WHAT YOU ARE ASKED TO DO:
Can you turn the records below into a two-column CSV with the headers "instruction" and "points", one row per record? Put each record's text and its answer in one quoted field apiece, replace any line breaks with spaces, and leave out the pictures.

PROVIDED INFORMATION:
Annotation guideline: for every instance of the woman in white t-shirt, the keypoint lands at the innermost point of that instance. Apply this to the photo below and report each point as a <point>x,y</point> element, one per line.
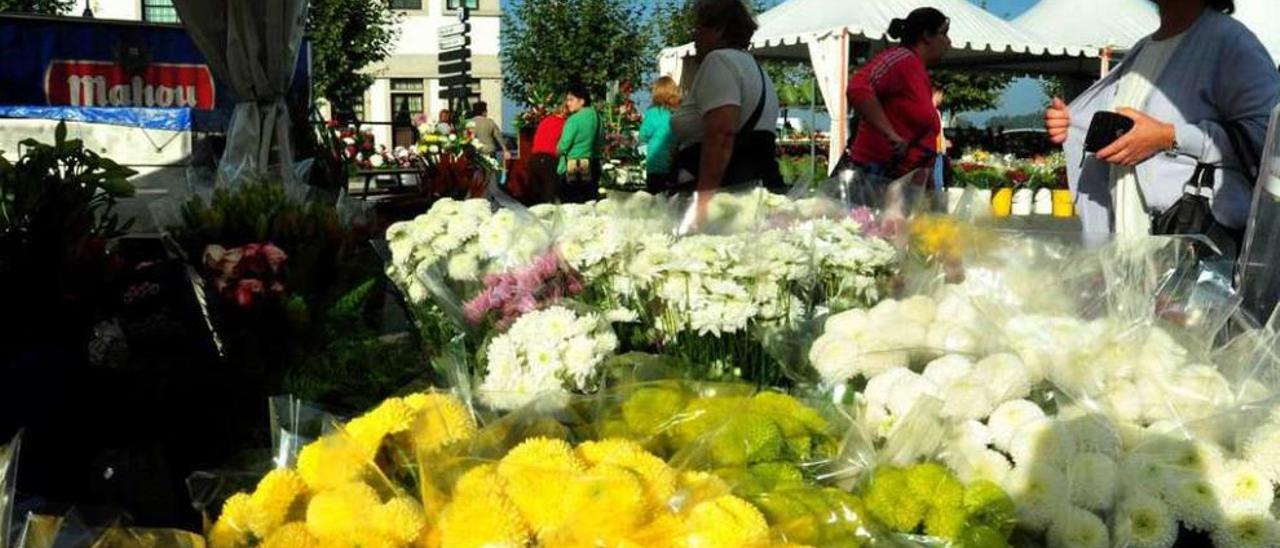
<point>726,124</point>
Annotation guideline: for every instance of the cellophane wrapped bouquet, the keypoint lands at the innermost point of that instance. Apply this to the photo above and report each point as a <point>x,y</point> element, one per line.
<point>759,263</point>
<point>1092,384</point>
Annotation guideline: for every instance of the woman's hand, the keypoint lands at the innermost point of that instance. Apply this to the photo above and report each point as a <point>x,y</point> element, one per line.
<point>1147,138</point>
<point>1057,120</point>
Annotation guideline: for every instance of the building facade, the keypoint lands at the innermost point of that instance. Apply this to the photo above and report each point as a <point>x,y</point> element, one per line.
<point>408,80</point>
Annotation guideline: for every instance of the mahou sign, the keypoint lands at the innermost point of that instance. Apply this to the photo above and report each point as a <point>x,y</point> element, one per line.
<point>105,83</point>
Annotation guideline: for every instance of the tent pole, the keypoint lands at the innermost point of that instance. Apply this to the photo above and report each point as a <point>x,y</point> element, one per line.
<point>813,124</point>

RESULT OF THE TASK:
instruction,points
"Annotation guideline: for every instance of the woman in white t-shirt, the keypoint lands at the innermost point of that instance. Apply this to the photo below and report each point as a <point>x,y</point> element, one per line.","<point>726,124</point>"
"Annotation guideline: for every instance of the cellophane wrapped bouquet, the keypoint lands at the innermost point of that instance. Apply this to the photo above and report each point as a <point>x,y</point> element, one per line.","<point>759,263</point> <point>1092,384</point>"
"Annotation guideline: for every instance of the woman's hand, the keypoint lands at the innermost point of that instance. Apply this to the photo above and report each point as a <point>x,y</point> element, one per line.","<point>1147,138</point> <point>1057,120</point>"
"Annotation guideline: for every instance of the building facade, the keypoint lands at the innermost point of that instance. Apply this to the photo above and report each point as a <point>x,y</point> element, one per line.","<point>408,80</point>"
"Annotation guideline: for every instance of the mahou sign, the keypoint lands at the innermost point of that instance. Apply this to the photo above and report each point as a <point>x,y</point> element, one per line.","<point>105,83</point>"
"Annotation guideline: for every instance of the tent pole, the keypoint lands at the innermost point of that instance. Apply this to the photo above and report each point as a <point>x,y</point> element, one per line.","<point>813,124</point>"